# [Dataset records]
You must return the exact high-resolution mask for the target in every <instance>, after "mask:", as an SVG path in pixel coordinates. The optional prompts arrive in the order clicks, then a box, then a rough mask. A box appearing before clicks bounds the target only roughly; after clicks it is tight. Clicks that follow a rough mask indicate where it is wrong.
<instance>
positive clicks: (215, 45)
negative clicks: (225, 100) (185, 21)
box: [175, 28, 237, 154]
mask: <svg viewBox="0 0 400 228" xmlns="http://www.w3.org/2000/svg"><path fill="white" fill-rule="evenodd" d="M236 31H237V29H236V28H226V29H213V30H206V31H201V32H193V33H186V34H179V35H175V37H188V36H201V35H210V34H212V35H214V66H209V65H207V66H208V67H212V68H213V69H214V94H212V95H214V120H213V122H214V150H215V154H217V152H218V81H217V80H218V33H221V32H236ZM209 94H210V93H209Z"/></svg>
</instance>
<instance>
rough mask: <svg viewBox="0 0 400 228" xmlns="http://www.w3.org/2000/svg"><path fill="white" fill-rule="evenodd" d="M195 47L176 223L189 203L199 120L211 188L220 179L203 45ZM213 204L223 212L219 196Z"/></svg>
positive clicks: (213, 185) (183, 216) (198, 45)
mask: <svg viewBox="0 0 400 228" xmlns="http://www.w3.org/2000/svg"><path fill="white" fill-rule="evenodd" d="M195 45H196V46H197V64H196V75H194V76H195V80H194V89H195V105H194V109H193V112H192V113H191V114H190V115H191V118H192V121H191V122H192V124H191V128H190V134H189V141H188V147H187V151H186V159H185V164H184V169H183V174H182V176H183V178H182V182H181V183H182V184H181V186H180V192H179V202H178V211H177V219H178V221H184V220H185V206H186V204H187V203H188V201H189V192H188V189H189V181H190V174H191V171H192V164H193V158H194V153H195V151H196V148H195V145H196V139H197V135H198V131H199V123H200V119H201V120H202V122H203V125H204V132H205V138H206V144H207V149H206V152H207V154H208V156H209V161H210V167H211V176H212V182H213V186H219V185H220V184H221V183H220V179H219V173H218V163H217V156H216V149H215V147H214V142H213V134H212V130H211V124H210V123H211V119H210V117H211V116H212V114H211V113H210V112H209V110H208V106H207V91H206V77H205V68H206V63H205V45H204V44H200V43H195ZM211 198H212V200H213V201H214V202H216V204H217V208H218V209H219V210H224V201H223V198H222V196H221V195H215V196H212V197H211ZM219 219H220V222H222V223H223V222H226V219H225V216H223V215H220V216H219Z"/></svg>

# [Exercise prompt]
Please reproduce, exactly as they appear above, the lines from the line containing "negative clicks: (225, 100) (185, 21)" up to and including the line containing "rough mask: <svg".

# [Result of the exercise]
negative clicks: (225, 100) (185, 21)
box: [175, 28, 237, 154]
mask: <svg viewBox="0 0 400 228" xmlns="http://www.w3.org/2000/svg"><path fill="white" fill-rule="evenodd" d="M236 31H237V29H236V28H226V29H213V30H206V31H201V32H193V33H186V34H179V35H175V37H188V36H201V35H210V34H212V35H214V66H209V65H207V66H208V67H212V68H213V69H214V94H212V95H214V120H213V122H214V150H215V154H217V152H218V81H217V80H218V33H221V32H236ZM209 94H210V93H209Z"/></svg>
</instance>
<instance>
rough mask: <svg viewBox="0 0 400 228" xmlns="http://www.w3.org/2000/svg"><path fill="white" fill-rule="evenodd" d="M195 47L176 223L189 203L199 120L211 188L220 179L203 45ZM213 204L223 212L219 196Z"/></svg>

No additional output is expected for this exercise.